* **PROVIDED RECORDS**
==*==

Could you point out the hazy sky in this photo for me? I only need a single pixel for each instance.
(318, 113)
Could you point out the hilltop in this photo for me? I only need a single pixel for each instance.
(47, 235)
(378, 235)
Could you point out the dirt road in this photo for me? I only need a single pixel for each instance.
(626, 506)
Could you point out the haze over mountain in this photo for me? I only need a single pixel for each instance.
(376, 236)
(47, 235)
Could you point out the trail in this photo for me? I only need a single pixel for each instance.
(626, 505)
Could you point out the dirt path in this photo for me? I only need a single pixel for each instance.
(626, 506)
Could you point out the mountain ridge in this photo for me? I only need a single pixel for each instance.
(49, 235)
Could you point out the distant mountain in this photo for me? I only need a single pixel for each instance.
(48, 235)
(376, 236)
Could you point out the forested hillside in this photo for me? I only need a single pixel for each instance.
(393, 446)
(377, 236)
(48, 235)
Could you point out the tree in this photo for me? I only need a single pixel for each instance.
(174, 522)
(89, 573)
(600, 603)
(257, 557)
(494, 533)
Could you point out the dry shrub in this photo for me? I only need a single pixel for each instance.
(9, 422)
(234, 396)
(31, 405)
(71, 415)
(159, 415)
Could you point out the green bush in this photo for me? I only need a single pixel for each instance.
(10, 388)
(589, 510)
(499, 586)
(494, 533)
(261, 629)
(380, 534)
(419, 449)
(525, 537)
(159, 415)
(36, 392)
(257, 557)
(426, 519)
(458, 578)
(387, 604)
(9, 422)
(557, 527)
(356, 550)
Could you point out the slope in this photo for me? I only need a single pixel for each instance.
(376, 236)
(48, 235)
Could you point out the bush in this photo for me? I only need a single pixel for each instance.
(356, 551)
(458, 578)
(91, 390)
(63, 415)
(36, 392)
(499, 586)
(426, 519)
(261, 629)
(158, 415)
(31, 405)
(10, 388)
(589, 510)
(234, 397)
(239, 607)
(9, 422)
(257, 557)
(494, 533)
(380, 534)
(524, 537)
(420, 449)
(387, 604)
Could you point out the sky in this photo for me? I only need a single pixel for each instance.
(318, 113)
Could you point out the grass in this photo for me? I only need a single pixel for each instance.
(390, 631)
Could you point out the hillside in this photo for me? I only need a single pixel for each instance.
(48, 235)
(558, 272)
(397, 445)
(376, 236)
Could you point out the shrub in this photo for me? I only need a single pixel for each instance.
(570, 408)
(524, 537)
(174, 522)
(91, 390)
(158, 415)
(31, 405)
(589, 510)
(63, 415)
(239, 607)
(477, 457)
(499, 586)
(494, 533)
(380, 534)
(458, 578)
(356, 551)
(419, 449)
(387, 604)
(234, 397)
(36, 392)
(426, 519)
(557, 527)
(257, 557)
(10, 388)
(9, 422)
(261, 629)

==*==

* **TASK INSTRUCTIONS**
Once the listing above has been read, restate it exactly.

* **RESPONSE TO THE EXERCISE**
Could you point out the hazy sky in this photo for me? I only need a single pixel for each instance.
(318, 113)
Could you point out the hilltop in this photo for me? I only need a single pixel for each instance.
(47, 235)
(378, 235)
Could you point out the dirt road in this photo for me? I only need a single pixel for each instance.
(626, 506)
Could you point out the haze over mountain in this photo for me? I only need a single pixel for each instance.
(376, 236)
(47, 235)
Could you point out the trail in this photo for me? I only need a single pixel for each instance.
(626, 505)
Could you point out the dirt path in this photo for me? I only need a single pixel for each instance.
(626, 506)
Could you point out the mountain ridge in this photo for me? I only need a single pixel for each instance.
(49, 235)
Could you point out the distant mountain in this photo for me? I only need a single pixel for each instance.
(48, 235)
(376, 236)
Could you point out the forested hillside in this photo for me? I only need a single pixel for each instance.
(393, 446)
(377, 236)
(48, 235)
Could you point out the tree in this photo for me? I only need a single pixel for each instance.
(174, 522)
(89, 573)
(600, 603)
(257, 557)
(494, 533)
Could you point out the dry shrub in this photo for me? I only need a single pixel for each instance.
(9, 422)
(234, 396)
(31, 405)
(71, 415)
(159, 415)
Could you point out the green bush in this photo for me? I only need a single pixel for each instance.
(10, 388)
(589, 510)
(499, 586)
(494, 533)
(261, 629)
(380, 534)
(419, 449)
(525, 537)
(159, 415)
(36, 392)
(257, 557)
(426, 519)
(458, 578)
(387, 604)
(9, 422)
(557, 527)
(356, 550)
Could you point out the slope in this photo for me? I only need a single pixel for each instance.
(376, 236)
(48, 235)
Could you point out the bush in this photo for me? I only need a single pixel for each instance.
(356, 551)
(458, 578)
(91, 390)
(63, 415)
(36, 392)
(499, 586)
(426, 519)
(261, 629)
(158, 415)
(31, 405)
(10, 388)
(589, 510)
(234, 397)
(239, 607)
(9, 422)
(257, 557)
(494, 533)
(380, 534)
(524, 537)
(420, 449)
(387, 604)
Could you point out the sky in this photo for me? I only need a single pixel for each instance.
(318, 113)
Could you point out the grass in this photo for me? I only need a single pixel for each instance.
(390, 631)
Could you point out the hillside in this photo for me? I only need a single pixel for each instance.
(48, 235)
(558, 272)
(397, 445)
(376, 236)
Could you point out the shrub in this photo for me? I only need a single pixel for each instance.
(570, 408)
(524, 537)
(174, 522)
(91, 390)
(158, 415)
(31, 405)
(589, 510)
(63, 415)
(239, 607)
(477, 457)
(499, 586)
(494, 533)
(380, 534)
(458, 578)
(356, 551)
(419, 449)
(387, 604)
(234, 397)
(36, 392)
(426, 519)
(557, 527)
(257, 557)
(10, 388)
(9, 422)
(261, 629)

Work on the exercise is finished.